**Dataset entries**
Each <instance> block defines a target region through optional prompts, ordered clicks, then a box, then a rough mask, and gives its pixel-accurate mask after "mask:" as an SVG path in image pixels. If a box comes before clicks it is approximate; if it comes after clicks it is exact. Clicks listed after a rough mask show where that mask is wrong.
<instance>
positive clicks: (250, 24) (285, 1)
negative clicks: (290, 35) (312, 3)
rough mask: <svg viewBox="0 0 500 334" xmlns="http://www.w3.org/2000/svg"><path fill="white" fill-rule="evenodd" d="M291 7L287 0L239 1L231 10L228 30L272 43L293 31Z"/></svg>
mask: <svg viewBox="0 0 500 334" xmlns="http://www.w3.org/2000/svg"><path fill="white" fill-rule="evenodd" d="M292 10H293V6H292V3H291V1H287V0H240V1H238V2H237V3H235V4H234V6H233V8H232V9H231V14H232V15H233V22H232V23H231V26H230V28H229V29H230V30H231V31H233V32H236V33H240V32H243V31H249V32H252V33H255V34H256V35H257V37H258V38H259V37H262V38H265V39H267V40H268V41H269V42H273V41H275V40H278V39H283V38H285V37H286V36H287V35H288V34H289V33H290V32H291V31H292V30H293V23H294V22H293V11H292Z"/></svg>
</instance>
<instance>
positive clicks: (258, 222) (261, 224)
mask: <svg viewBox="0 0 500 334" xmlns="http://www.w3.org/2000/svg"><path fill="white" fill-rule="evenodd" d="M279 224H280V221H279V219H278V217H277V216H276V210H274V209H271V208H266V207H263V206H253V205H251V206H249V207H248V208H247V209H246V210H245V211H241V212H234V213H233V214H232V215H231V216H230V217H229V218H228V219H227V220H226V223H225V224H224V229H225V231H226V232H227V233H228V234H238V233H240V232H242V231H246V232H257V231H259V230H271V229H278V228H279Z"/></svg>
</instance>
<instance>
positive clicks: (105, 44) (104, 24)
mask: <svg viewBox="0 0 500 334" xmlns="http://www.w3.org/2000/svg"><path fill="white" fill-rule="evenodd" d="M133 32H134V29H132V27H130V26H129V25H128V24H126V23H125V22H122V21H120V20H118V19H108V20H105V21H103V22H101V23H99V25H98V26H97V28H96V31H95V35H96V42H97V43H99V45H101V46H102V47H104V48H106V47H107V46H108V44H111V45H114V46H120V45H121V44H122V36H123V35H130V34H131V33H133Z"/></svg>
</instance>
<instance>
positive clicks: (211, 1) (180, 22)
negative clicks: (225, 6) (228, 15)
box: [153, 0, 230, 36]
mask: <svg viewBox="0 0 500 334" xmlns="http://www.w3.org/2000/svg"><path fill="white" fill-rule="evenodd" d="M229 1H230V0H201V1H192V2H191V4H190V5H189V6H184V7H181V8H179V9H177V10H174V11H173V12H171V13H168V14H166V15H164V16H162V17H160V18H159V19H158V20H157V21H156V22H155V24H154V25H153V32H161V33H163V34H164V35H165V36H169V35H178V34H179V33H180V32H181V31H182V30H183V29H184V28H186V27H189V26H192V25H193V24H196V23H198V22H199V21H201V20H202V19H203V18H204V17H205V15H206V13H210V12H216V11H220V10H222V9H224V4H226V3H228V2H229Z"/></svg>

**Problem requirements**
Type the records out again. Match them exactly.

**Task output**
Each <instance> block defines a target region through optional prompts, ordered clicks, then a box, then a rough mask, and gives its pixel-accurate mask after "mask:" as an SVG path in image pixels. If a box comes before clicks it is approximate; if it comes after clicks it is exact. Clicks listed after a rough mask show where that mask is wrong.
<instance>
positive clicks: (250, 24) (285, 1)
negative clicks: (290, 35) (312, 3)
rough mask: <svg viewBox="0 0 500 334" xmlns="http://www.w3.org/2000/svg"><path fill="white" fill-rule="evenodd" d="M291 7L287 0L239 1L231 10L228 30L272 43L293 31Z"/></svg>
mask: <svg viewBox="0 0 500 334" xmlns="http://www.w3.org/2000/svg"><path fill="white" fill-rule="evenodd" d="M292 10H293V6H292V3H291V1H287V0H240V1H238V2H237V3H235V4H234V6H233V8H232V9H231V14H232V15H233V22H232V23H231V26H230V28H229V29H230V30H231V31H233V32H236V33H240V32H243V31H249V32H252V33H255V34H256V35H257V37H258V38H259V37H262V38H265V39H267V40H268V41H269V42H273V41H275V40H278V39H283V38H285V37H286V36H287V35H288V34H289V33H290V32H291V31H292V30H293V23H294V22H293V11H292Z"/></svg>
</instance>
<instance>
positive clicks: (258, 222) (261, 224)
mask: <svg viewBox="0 0 500 334" xmlns="http://www.w3.org/2000/svg"><path fill="white" fill-rule="evenodd" d="M279 224H280V221H279V219H278V217H277V216H276V210H274V209H271V208H266V207H263V206H253V205H251V206H249V207H248V208H247V209H246V210H245V211H241V212H234V213H233V214H232V215H231V216H230V217H229V218H228V219H227V220H226V223H225V224H224V229H225V231H226V232H227V233H228V234H238V233H240V232H242V231H246V232H257V231H259V230H271V229H278V228H279Z"/></svg>
</instance>
<instance>
positive clicks: (105, 44) (104, 24)
mask: <svg viewBox="0 0 500 334" xmlns="http://www.w3.org/2000/svg"><path fill="white" fill-rule="evenodd" d="M133 32H134V29H132V27H130V26H129V25H128V24H126V23H125V22H122V21H120V20H118V19H108V20H105V21H103V22H101V23H99V25H98V26H97V28H96V31H95V35H96V42H97V43H99V45H101V46H102V47H104V48H106V47H107V46H108V44H111V45H114V46H120V45H121V44H122V36H123V35H130V34H131V33H133Z"/></svg>
</instance>
<instance>
positive clicks: (211, 1) (180, 22)
negative clicks: (225, 6) (228, 15)
box: [153, 0, 230, 36]
mask: <svg viewBox="0 0 500 334" xmlns="http://www.w3.org/2000/svg"><path fill="white" fill-rule="evenodd" d="M229 1H230V0H201V1H192V2H191V4H190V5H189V6H184V7H181V8H179V9H177V10H174V11H173V12H171V13H168V14H166V15H164V16H162V17H160V18H159V19H158V20H157V21H156V22H155V24H154V25H153V32H161V33H163V34H164V35H165V36H169V35H178V34H179V33H180V32H181V31H182V30H183V29H184V28H186V27H189V26H192V25H193V24H196V23H198V22H199V21H201V20H202V19H203V18H204V17H205V15H206V13H210V12H216V11H220V10H222V9H224V4H226V3H228V2H229Z"/></svg>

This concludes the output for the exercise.